→ **Problem to solve**: Locate every line in the material below that contains the word "rear", and copy each of those lines.

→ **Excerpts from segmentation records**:
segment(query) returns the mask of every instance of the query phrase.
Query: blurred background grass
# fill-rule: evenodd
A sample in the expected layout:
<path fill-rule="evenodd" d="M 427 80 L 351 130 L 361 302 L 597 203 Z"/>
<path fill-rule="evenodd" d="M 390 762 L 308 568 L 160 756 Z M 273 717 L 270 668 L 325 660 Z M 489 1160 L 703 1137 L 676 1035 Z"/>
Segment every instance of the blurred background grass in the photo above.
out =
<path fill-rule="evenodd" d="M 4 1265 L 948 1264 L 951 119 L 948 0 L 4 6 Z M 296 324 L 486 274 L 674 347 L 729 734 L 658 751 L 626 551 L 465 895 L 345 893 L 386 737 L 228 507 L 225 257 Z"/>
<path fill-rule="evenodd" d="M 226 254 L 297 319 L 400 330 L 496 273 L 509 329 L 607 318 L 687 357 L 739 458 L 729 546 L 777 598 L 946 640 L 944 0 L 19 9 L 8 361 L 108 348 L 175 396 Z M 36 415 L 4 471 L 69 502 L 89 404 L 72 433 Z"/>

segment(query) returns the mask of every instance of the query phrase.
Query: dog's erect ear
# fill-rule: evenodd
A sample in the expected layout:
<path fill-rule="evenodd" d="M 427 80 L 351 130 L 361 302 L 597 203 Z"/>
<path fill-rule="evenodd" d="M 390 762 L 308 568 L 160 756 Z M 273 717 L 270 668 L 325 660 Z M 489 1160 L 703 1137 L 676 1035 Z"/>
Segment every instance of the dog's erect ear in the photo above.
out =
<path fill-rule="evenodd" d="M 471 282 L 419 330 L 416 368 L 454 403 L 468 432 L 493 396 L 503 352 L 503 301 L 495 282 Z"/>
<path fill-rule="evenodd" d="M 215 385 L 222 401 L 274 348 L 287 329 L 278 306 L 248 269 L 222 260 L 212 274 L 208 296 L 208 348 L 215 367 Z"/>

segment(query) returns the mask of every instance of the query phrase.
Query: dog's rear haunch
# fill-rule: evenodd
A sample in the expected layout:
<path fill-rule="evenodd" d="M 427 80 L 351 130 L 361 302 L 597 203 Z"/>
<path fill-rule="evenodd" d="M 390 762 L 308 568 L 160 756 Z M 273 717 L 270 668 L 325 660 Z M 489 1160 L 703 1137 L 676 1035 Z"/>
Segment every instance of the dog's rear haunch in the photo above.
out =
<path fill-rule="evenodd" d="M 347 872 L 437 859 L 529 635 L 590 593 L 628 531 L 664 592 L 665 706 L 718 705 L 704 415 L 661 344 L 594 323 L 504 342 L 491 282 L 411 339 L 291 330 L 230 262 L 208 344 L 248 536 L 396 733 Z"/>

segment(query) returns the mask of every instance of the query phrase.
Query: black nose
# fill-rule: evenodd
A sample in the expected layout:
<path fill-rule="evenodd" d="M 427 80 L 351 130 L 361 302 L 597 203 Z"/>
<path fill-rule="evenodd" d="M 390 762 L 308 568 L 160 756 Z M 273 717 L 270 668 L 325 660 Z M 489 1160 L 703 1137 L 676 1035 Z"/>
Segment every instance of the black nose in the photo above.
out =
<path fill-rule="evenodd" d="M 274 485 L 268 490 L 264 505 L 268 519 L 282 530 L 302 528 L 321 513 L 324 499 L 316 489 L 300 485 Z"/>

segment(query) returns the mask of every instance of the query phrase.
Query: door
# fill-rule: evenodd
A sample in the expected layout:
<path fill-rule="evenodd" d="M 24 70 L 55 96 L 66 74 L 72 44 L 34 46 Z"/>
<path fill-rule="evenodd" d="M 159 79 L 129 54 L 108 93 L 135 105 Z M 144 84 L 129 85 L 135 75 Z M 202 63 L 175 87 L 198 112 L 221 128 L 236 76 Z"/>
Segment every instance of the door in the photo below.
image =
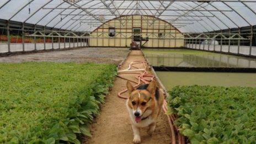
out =
<path fill-rule="evenodd" d="M 132 28 L 132 42 L 135 42 L 140 47 L 141 45 L 141 28 Z"/>

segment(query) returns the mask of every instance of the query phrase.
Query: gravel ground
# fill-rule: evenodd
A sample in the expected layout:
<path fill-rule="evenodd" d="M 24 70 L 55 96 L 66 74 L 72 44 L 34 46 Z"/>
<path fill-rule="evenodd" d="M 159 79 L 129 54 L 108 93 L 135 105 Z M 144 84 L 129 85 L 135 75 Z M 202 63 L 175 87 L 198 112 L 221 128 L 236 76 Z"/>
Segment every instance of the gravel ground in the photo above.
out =
<path fill-rule="evenodd" d="M 0 62 L 26 61 L 93 62 L 119 64 L 129 52 L 126 48 L 86 47 L 78 49 L 38 52 L 0 57 Z"/>

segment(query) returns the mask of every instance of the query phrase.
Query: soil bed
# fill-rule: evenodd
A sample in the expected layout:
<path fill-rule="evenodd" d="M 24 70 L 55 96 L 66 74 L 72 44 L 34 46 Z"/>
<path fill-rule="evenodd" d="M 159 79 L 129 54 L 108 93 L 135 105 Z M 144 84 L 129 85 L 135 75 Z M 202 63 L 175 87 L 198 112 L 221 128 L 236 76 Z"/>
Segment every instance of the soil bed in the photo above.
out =
<path fill-rule="evenodd" d="M 25 61 L 92 62 L 119 63 L 125 58 L 129 49 L 125 48 L 86 47 L 70 50 L 39 52 L 0 57 L 0 62 Z"/>

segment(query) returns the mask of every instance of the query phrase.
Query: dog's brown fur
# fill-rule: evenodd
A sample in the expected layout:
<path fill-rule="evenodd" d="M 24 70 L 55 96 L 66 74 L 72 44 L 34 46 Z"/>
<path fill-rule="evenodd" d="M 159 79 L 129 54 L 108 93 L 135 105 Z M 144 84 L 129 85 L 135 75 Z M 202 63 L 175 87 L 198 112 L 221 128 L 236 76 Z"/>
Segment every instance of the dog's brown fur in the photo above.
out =
<path fill-rule="evenodd" d="M 148 134 L 150 135 L 154 132 L 156 119 L 162 109 L 164 97 L 162 91 L 159 90 L 154 80 L 151 81 L 145 89 L 135 89 L 129 82 L 127 82 L 127 88 L 129 93 L 127 106 L 134 130 L 133 142 L 139 143 L 141 142 L 139 134 L 140 127 L 148 126 Z M 135 120 L 136 116 L 134 115 L 135 111 L 138 111 L 141 116 L 139 116 L 141 117 L 141 119 L 138 122 Z"/>

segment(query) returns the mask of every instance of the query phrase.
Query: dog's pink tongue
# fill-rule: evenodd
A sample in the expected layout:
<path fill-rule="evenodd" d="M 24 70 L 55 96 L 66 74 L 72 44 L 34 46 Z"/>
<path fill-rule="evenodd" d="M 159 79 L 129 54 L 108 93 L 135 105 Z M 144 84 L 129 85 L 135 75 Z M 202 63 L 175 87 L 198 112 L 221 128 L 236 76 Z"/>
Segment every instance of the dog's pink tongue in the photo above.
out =
<path fill-rule="evenodd" d="M 137 116 L 135 118 L 136 122 L 138 122 L 141 121 L 141 116 Z"/>

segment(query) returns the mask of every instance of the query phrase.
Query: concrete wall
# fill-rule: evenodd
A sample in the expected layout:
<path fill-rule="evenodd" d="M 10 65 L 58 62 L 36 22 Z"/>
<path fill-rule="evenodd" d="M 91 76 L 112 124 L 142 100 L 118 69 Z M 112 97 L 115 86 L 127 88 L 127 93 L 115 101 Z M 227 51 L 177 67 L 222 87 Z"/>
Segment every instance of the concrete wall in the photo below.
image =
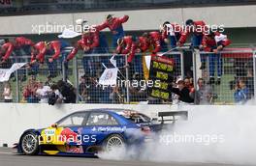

→ **The completed task**:
Query: dog's rear haunch
Segment every instance of the dog's rear haunch in the photo above.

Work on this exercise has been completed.